THE PROBLEM: Rewrite every row below with "photograph" changed to "image" and everything else unchanged, and leave the pictures out of your answer.
-- Start of INPUT ROWS --
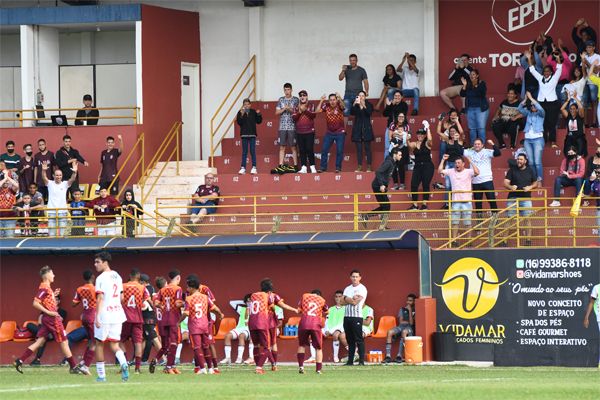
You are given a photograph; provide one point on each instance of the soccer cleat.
(152, 366)
(18, 365)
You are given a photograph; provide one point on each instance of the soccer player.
(312, 306)
(240, 332)
(135, 299)
(51, 322)
(109, 315)
(169, 298)
(334, 325)
(197, 308)
(86, 296)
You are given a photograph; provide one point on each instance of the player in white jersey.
(109, 315)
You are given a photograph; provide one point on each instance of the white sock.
(121, 357)
(100, 369)
(336, 349)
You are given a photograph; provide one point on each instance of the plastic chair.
(386, 323)
(72, 325)
(7, 331)
(225, 326)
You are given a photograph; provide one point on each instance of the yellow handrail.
(226, 116)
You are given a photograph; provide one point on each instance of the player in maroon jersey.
(198, 306)
(45, 303)
(135, 298)
(86, 296)
(170, 299)
(313, 308)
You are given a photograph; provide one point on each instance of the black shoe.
(18, 365)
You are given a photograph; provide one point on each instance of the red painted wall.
(89, 140)
(169, 37)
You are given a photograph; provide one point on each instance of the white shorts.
(108, 332)
(235, 333)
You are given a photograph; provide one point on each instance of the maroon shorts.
(132, 330)
(306, 335)
(54, 326)
(260, 337)
(200, 340)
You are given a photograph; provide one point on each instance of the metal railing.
(19, 115)
(216, 122)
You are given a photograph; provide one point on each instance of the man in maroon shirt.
(44, 156)
(104, 207)
(108, 163)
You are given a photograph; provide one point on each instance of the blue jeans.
(534, 149)
(476, 119)
(251, 143)
(328, 140)
(414, 93)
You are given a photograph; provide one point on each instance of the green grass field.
(337, 382)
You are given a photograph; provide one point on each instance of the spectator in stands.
(575, 126)
(507, 119)
(406, 327)
(8, 196)
(43, 156)
(392, 109)
(304, 117)
(88, 115)
(134, 208)
(423, 169)
(461, 179)
(391, 82)
(362, 130)
(534, 133)
(66, 158)
(461, 70)
(25, 210)
(336, 132)
(108, 164)
(25, 169)
(521, 181)
(356, 80)
(104, 207)
(78, 212)
(477, 107)
(443, 128)
(410, 80)
(10, 158)
(247, 118)
(547, 96)
(205, 199)
(572, 172)
(482, 159)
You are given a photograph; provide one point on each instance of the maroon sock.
(300, 357)
(26, 354)
(88, 356)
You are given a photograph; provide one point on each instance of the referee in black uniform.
(355, 296)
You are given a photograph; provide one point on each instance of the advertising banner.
(495, 32)
(521, 307)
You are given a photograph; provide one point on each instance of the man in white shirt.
(109, 315)
(410, 79)
(355, 296)
(57, 199)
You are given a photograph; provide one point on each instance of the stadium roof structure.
(371, 240)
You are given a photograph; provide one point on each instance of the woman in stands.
(362, 130)
(575, 125)
(475, 91)
(423, 169)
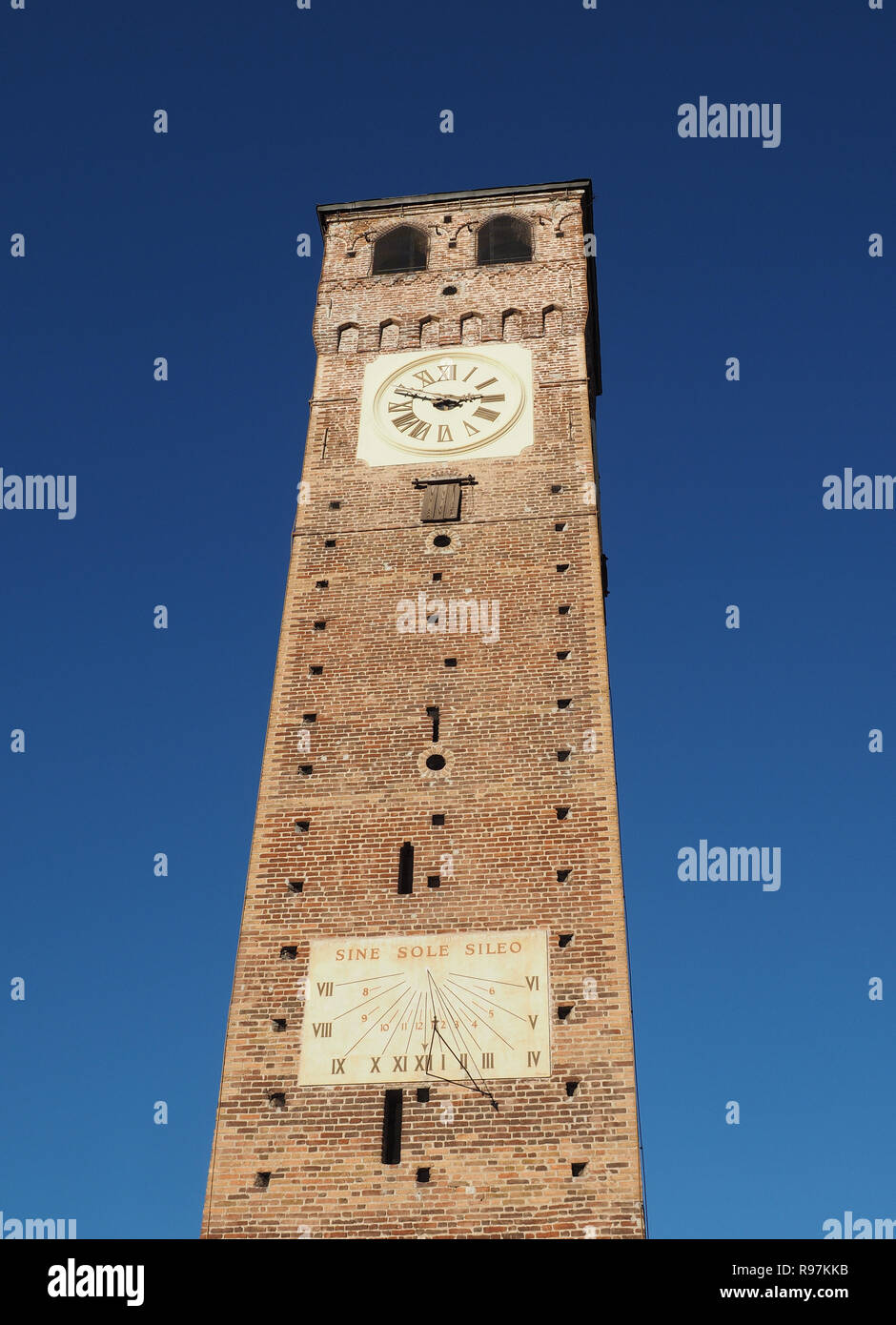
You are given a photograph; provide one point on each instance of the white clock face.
(448, 403)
-- End of INPUT ROWS --
TASK ANSWER:
You are given a image; provide one point on each instance of the soccer cleat.
(152, 366)
(18, 365)
You are given a image; provide one point on each instance of the soccer player.
(312, 306)
(240, 332)
(135, 299)
(51, 322)
(109, 315)
(169, 298)
(334, 325)
(197, 308)
(86, 296)
You are given a image; provide one point on each instance of the player in white jersey.
(109, 315)
You are given a image; provide one point on each instance of the white sock.
(121, 357)
(100, 369)
(336, 349)
You are given a image; provide one point on each instance of the plastic chair.
(386, 323)
(72, 325)
(7, 331)
(225, 326)
You are given a image; provide one point on each instance of the yellow handrail.
(226, 116)
You are given a image; provide one point on each instance of the player in maroon jersey.
(198, 306)
(45, 303)
(135, 298)
(86, 296)
(170, 299)
(313, 308)
You are given a image; provide one point on each instance of the black shoe.
(18, 365)
You are given a image; provide one point on each instance of the red painted wall.
(89, 140)
(169, 37)
You are given a image; provide one point on each instance of the white shorts.
(108, 332)
(235, 333)
You are given a image; provide one point on each instance of the maroon shorts.
(132, 330)
(306, 335)
(54, 326)
(260, 337)
(200, 340)
You are given a image; provide one point on each instance of the metal railing.
(19, 115)
(216, 122)
You are given a image; provide one point on each instance of the man in maroon shirt.
(44, 156)
(104, 207)
(108, 163)
You are given a image; provide one point on each instance of the blue jeans.
(534, 149)
(476, 119)
(251, 143)
(328, 140)
(414, 93)
You are given a image; provide one point on each instance of the green grass field.
(337, 382)
You are given a image; provide one point on each instance of the spectator in stands.
(575, 126)
(507, 119)
(406, 327)
(8, 196)
(43, 156)
(392, 109)
(304, 117)
(88, 115)
(134, 208)
(423, 169)
(461, 179)
(391, 82)
(362, 130)
(534, 133)
(66, 158)
(461, 70)
(25, 210)
(336, 132)
(108, 164)
(25, 169)
(521, 181)
(356, 80)
(104, 207)
(78, 212)
(477, 107)
(443, 128)
(410, 80)
(10, 158)
(247, 118)
(547, 96)
(205, 199)
(572, 172)
(482, 159)
You are given a image; provide one point on each instance of the maroon sock.
(300, 357)
(26, 354)
(88, 356)
You are given a image; provide one point on each instance of the referee in black uniform.
(355, 296)
You are given a image; provide one point on each instance of the advertising banner.
(495, 32)
(521, 307)
You are given a image; provide one point on each instance of the man in white shirt.
(109, 315)
(410, 79)
(355, 296)
(57, 199)
You are given a image; provide one point on each instance of the stadium roof structure.
(371, 240)
You are given a image; provide one point on each instance of the woman in stands.
(362, 130)
(575, 125)
(475, 91)
(423, 169)
You are given a image; provide one point on each instance of the white clock face.
(448, 403)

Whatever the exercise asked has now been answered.